> _Instruction a_
Give the number of lines in the entries below that contain the string "white". Case counts, and the reply should be the number alone.
----- Supplied passage
Mapping a Basic Class for Querying

Next, we define our entity classes. Entity classes do not need any specific base class, and can have nested or inner classes, with mapped properties in nested or inner classes. Below are two example entity classes, Test and TestReport. Test is a table-entity with both table and query-mapped properties, and also non-mapped properties in its inner classes. TestReport is a query-only entity (called view-entity in this framework). Let's first see the basic TestReport entity:

C#
public class TestReport { 
  public string A { get; set; } 
  public string B { get; set; } 
}

And we supply the connection name, trigger actions as C# delegates, property to column mapping, and SQL select queries and its parameter names in the following mapping statement:

C#
ViewEntity<TestReport> 
  .Connection(CommonDefinitions.Connection) 
  .TriggerActions 
    .AddForBeforeSelectCommand(authorizationTrigger) 
    .Add(When.AfterSelectForEachRow, logTrigger) 
  .ViewColumns 
    .Add(x => x.A, TEST_REPORT.A) 
    .Add(x => x.B, TEST_REPORT.B) 
  .Queries 
    .Add(Query.SelectReport, 
        @"SELECT :a AS A, GETDATE() AS B 
        FROM DUAL 
        WHERE :a = :aaa 
        AND 1 in (:list)", true, 
        new InputParameterNameType("a", typeof(string)), 
        new InputParameterNameType("aaa", typeof(string)), 
        new InputParameterNameType("list", typeof(string)) 
        );

Entity With Nested Properties and ActiveRecord

Here is a massive table-entity example with inner classes, table and view mapped columns, auto-set column value providers for primary key, timestamp and other columns, etc. Note that you don't have to provide all this information if you don't support both database vendors, or you support both vendors through a common subset of features. This example is massive because it is designed to demonstrate and test most features of DBMapper.
----------
----- Provided entries
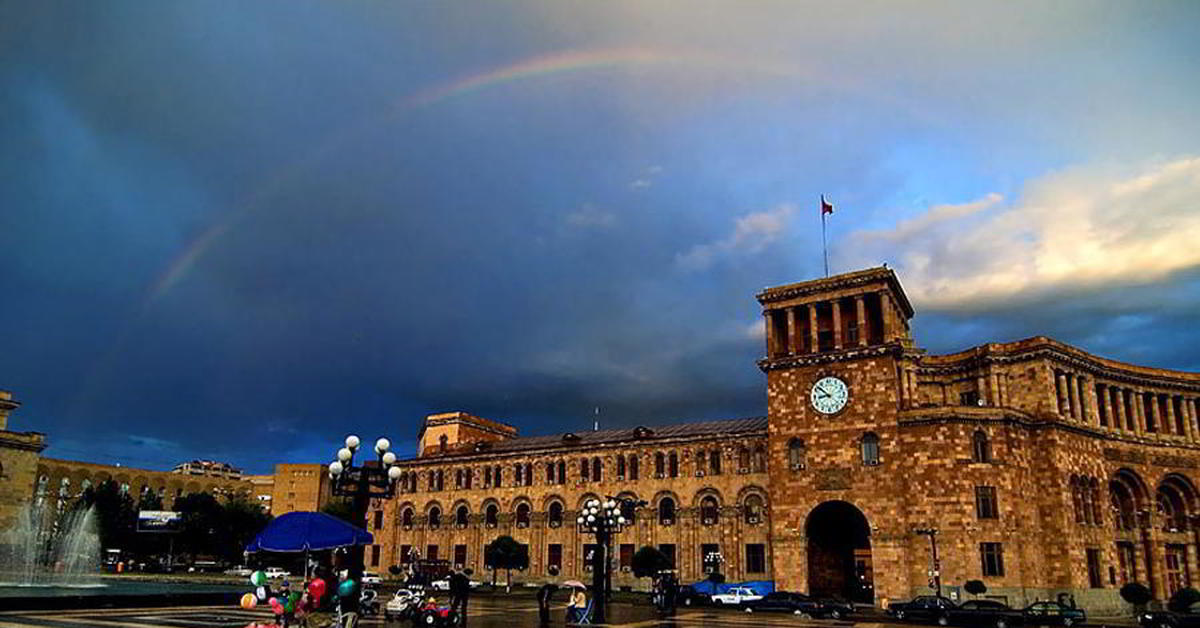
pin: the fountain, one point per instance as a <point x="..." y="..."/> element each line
<point x="61" y="551"/>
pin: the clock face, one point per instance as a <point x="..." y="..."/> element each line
<point x="829" y="395"/>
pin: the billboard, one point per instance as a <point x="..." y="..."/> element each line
<point x="159" y="521"/>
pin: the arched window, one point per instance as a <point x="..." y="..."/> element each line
<point x="708" y="510"/>
<point x="870" y="446"/>
<point x="981" y="449"/>
<point x="666" y="512"/>
<point x="753" y="509"/>
<point x="796" y="453"/>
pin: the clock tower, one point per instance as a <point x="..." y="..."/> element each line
<point x="839" y="357"/>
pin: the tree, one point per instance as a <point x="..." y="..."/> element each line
<point x="507" y="554"/>
<point x="649" y="561"/>
<point x="1183" y="599"/>
<point x="1137" y="593"/>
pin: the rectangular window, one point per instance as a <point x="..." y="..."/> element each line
<point x="756" y="558"/>
<point x="1095" y="578"/>
<point x="985" y="502"/>
<point x="627" y="556"/>
<point x="991" y="556"/>
<point x="667" y="550"/>
<point x="711" y="557"/>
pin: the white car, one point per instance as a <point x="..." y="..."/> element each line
<point x="736" y="597"/>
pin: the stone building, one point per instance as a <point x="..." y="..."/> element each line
<point x="1033" y="466"/>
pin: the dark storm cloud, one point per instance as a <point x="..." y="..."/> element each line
<point x="227" y="232"/>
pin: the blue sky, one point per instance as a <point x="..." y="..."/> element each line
<point x="244" y="231"/>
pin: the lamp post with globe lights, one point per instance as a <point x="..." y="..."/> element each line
<point x="361" y="483"/>
<point x="603" y="519"/>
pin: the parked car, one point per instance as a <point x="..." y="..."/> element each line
<point x="688" y="596"/>
<point x="736" y="597"/>
<point x="983" y="614"/>
<point x="1167" y="618"/>
<point x="801" y="604"/>
<point x="1053" y="614"/>
<point x="922" y="609"/>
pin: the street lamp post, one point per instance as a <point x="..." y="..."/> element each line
<point x="601" y="519"/>
<point x="363" y="483"/>
<point x="936" y="570"/>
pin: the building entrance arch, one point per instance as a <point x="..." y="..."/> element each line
<point x="839" y="550"/>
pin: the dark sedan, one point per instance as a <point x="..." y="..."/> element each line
<point x="983" y="614"/>
<point x="799" y="604"/>
<point x="1053" y="614"/>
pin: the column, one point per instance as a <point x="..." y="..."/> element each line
<point x="793" y="340"/>
<point x="1073" y="389"/>
<point x="861" y="314"/>
<point x="813" y="327"/>
<point x="1063" y="401"/>
<point x="837" y="323"/>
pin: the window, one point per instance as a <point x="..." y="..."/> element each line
<point x="796" y="453"/>
<point x="753" y="508"/>
<point x="870" y="446"/>
<point x="1095" y="579"/>
<point x="985" y="502"/>
<point x="627" y="556"/>
<point x="981" y="449"/>
<point x="666" y="512"/>
<point x="991" y="557"/>
<point x="756" y="558"/>
<point x="708" y="510"/>
<point x="667" y="550"/>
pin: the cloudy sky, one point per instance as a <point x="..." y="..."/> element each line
<point x="244" y="229"/>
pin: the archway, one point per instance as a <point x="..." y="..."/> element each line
<point x="839" y="552"/>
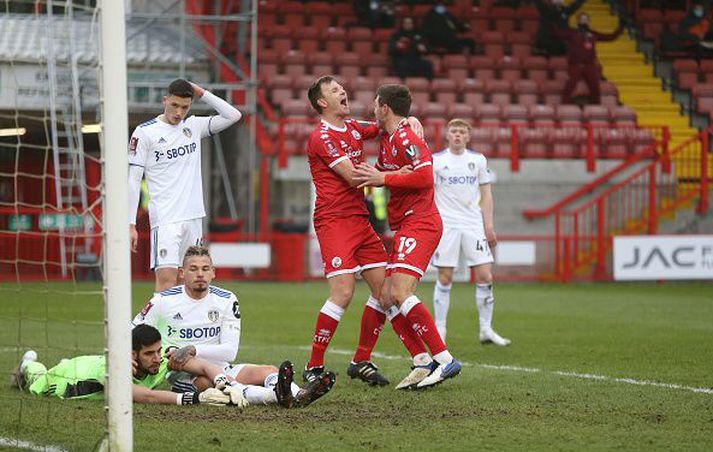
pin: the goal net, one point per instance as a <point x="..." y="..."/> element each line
<point x="53" y="258"/>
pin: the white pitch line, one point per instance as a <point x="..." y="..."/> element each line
<point x="560" y="373"/>
<point x="18" y="444"/>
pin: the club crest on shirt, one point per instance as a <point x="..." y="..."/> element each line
<point x="213" y="315"/>
<point x="413" y="152"/>
<point x="133" y="145"/>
----------
> _Instruction b_
From the entity-mapping text above, write out the part beginning at the words "Entity With Nested" and ending after "features of DBMapper.", with "massive" renamed to "sizable" wherever it appears.

> _Worked answer a_
2

> _Worked answer b_
Entity With Nested Properties and ActiveRecord

Here is a sizable table-entity example with inner classes, table and view mapped columns, auto-set column value providers for primary key, timestamp and other columns, etc. Note that you don't have to provide all this information if you don't support both database vendors, or you support both vendors through a common subset of features. This example is sizable because it is designed to demonstrate and test most features of DBMapper.